Task prompt: Format the records below as a two-column CSV with the header row instruction,response, one row per record, putting each record's text and its answer in their own double-quoted fields and replacing line breaks with spaces. Leave the pictures out.

Given entries:
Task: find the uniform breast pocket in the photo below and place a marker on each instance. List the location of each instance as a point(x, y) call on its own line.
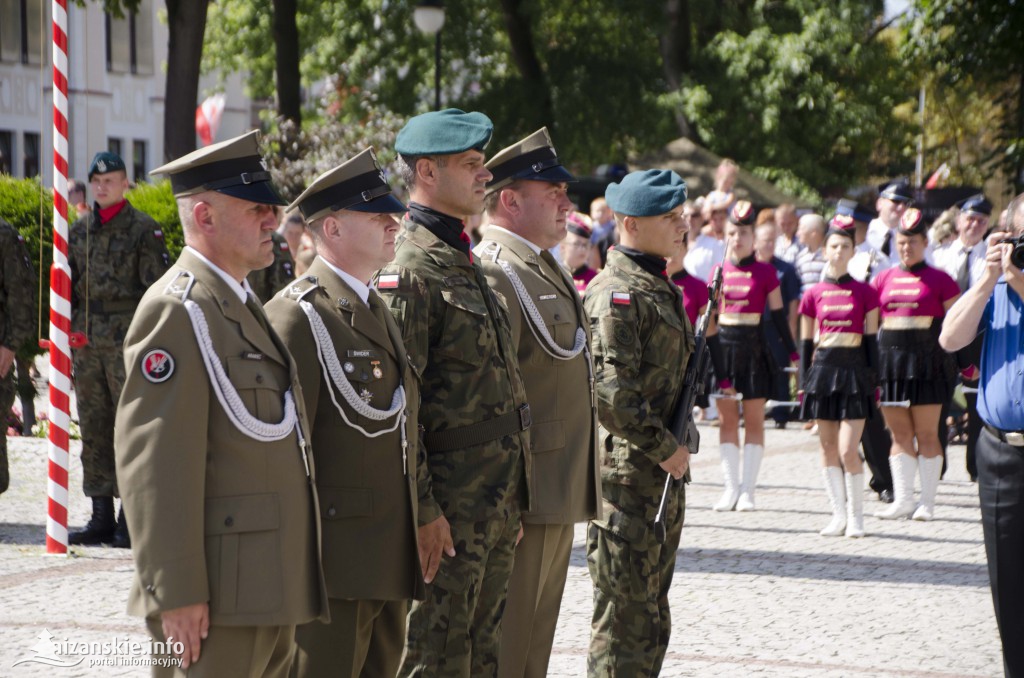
point(243, 545)
point(259, 385)
point(468, 336)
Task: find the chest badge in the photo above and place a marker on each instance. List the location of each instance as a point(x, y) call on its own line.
point(158, 366)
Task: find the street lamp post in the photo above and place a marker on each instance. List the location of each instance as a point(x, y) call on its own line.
point(429, 17)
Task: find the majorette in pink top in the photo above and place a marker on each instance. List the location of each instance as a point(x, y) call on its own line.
point(839, 307)
point(582, 278)
point(694, 294)
point(745, 287)
point(919, 292)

Worked answer:
instruction,response
"Task: find the uniform breast pocket in the photo below and place a marker on each instance. List the location of each instance as a point(x, y) call on its own line.","point(243, 545) point(259, 385) point(468, 336)"
"Task: find the chest badge in the photo above and place a marker on each instance. List the location of each instance as a point(x, y) call on its own line.","point(158, 366)"
"Task: find the street lamp post in the photo above and place a marker on each instance. List the location of each instance as a point(x, y) call on its own line.","point(429, 17)"
"Task: find the majorette in pink top in the photo above and place a marker on each instance. List the location of each instance as a point(x, y) call on its own line.","point(839, 307) point(582, 278) point(694, 294) point(745, 287) point(919, 292)"